*** Opening of Supplied data ***
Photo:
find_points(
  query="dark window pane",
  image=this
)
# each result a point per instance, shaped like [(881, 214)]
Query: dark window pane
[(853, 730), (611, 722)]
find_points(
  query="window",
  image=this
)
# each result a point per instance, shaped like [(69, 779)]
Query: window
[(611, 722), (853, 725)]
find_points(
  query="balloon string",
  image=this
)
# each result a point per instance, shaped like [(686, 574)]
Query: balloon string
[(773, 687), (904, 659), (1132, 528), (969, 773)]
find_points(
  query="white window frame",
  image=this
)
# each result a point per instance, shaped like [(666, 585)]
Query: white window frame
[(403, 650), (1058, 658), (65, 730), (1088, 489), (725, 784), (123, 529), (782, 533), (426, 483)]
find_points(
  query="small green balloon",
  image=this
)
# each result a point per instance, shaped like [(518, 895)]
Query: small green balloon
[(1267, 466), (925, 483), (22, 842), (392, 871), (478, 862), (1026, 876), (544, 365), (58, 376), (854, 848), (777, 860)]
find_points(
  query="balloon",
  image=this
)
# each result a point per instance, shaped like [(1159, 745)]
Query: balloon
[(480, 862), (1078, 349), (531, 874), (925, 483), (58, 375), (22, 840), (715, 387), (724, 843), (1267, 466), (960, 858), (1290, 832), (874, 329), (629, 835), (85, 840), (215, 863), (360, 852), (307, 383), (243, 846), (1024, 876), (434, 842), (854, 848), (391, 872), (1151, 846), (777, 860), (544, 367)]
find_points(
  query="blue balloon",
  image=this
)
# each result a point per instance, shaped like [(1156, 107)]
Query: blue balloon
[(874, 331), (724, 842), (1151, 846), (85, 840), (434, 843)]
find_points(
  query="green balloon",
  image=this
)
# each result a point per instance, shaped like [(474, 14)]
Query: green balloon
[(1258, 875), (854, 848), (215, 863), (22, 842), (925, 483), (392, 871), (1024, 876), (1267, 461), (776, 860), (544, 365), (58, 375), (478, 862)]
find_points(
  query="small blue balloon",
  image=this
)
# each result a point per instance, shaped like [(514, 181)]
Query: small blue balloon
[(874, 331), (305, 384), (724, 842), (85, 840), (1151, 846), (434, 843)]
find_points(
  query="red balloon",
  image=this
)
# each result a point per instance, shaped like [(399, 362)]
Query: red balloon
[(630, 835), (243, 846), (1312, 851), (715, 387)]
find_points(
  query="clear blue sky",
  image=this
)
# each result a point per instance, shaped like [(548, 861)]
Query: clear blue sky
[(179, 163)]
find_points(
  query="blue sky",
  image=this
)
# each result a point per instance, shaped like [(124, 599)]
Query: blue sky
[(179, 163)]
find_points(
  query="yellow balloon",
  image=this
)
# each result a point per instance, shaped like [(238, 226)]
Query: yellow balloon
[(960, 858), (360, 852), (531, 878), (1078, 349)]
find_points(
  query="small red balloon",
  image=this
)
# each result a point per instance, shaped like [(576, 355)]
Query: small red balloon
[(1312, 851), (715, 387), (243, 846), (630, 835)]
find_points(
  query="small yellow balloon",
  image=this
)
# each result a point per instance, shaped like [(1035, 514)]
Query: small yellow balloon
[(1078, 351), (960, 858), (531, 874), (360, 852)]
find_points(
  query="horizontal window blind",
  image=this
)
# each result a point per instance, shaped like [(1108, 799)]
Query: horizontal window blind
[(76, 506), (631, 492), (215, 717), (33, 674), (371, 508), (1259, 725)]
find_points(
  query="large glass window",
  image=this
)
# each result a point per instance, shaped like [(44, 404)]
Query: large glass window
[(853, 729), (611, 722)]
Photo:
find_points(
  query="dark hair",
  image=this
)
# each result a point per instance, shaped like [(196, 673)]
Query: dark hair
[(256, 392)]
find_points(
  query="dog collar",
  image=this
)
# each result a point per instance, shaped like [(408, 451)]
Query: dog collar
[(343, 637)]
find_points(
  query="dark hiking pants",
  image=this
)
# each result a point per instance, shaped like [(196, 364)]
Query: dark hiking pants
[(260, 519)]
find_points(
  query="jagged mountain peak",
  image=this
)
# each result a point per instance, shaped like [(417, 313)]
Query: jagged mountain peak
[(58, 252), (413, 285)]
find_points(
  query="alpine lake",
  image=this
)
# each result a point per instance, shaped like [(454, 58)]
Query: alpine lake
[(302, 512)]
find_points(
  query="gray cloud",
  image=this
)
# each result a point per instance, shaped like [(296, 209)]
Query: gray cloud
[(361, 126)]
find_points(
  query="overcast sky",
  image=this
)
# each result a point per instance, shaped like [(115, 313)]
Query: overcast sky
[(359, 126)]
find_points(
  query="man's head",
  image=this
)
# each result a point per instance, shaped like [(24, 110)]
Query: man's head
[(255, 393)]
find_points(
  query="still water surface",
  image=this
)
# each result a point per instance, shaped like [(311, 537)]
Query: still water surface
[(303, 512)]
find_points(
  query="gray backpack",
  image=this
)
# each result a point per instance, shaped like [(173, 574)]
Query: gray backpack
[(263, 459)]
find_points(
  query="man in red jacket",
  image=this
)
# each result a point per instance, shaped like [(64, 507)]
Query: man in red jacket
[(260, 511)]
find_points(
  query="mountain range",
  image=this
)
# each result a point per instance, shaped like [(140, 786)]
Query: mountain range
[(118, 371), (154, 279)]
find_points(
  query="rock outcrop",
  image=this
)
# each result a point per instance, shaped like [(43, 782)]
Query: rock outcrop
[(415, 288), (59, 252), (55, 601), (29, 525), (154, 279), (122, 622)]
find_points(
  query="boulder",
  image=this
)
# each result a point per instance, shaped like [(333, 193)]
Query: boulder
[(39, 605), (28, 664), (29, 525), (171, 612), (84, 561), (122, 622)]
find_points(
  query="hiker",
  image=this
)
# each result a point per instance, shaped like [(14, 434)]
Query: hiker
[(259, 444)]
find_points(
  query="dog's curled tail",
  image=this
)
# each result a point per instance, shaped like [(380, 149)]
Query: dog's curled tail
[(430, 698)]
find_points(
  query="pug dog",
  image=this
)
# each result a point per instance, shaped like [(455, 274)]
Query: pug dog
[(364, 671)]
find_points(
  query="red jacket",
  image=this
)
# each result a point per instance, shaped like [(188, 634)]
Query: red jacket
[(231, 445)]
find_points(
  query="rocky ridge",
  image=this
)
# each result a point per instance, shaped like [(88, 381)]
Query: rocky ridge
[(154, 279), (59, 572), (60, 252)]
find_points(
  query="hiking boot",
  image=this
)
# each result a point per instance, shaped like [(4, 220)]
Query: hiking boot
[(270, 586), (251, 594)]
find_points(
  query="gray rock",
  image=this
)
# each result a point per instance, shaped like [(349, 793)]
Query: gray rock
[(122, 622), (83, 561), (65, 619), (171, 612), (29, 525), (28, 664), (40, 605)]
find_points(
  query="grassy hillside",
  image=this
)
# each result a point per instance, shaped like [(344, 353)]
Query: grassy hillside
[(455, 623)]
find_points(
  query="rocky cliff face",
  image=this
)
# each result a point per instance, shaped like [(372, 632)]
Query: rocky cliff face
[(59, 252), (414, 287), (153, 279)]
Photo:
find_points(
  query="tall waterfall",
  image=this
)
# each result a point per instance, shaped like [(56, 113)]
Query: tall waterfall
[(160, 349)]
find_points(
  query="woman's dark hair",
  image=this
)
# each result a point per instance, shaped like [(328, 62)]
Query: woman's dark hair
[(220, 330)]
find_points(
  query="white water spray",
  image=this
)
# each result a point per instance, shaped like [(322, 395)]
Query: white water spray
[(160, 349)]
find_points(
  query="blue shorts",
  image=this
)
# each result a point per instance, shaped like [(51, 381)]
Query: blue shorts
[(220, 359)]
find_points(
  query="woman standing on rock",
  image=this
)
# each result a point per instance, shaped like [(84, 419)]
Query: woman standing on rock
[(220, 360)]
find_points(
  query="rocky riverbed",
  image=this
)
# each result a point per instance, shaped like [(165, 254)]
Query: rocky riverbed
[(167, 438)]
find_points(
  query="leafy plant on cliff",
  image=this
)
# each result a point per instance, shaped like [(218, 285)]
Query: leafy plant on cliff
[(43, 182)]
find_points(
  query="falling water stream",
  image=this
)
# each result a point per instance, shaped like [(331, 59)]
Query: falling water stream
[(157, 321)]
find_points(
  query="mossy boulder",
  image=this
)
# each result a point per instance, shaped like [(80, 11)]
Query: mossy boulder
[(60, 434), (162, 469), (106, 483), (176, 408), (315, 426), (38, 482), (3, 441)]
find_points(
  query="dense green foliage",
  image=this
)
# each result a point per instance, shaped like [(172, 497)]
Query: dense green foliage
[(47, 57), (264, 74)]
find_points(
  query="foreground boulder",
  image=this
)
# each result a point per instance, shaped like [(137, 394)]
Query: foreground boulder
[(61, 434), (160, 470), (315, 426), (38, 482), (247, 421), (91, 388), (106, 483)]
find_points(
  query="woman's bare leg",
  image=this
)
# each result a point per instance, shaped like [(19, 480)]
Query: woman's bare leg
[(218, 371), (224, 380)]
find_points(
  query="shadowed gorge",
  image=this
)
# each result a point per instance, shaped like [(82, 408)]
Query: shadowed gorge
*** Close of Supplied data ***
_Work instructions_. Filter the lines above, keeping each one that contains the string "shadowed".

_Result of this exercise_.
  query="shadowed gorge",
Query: shadowed gorge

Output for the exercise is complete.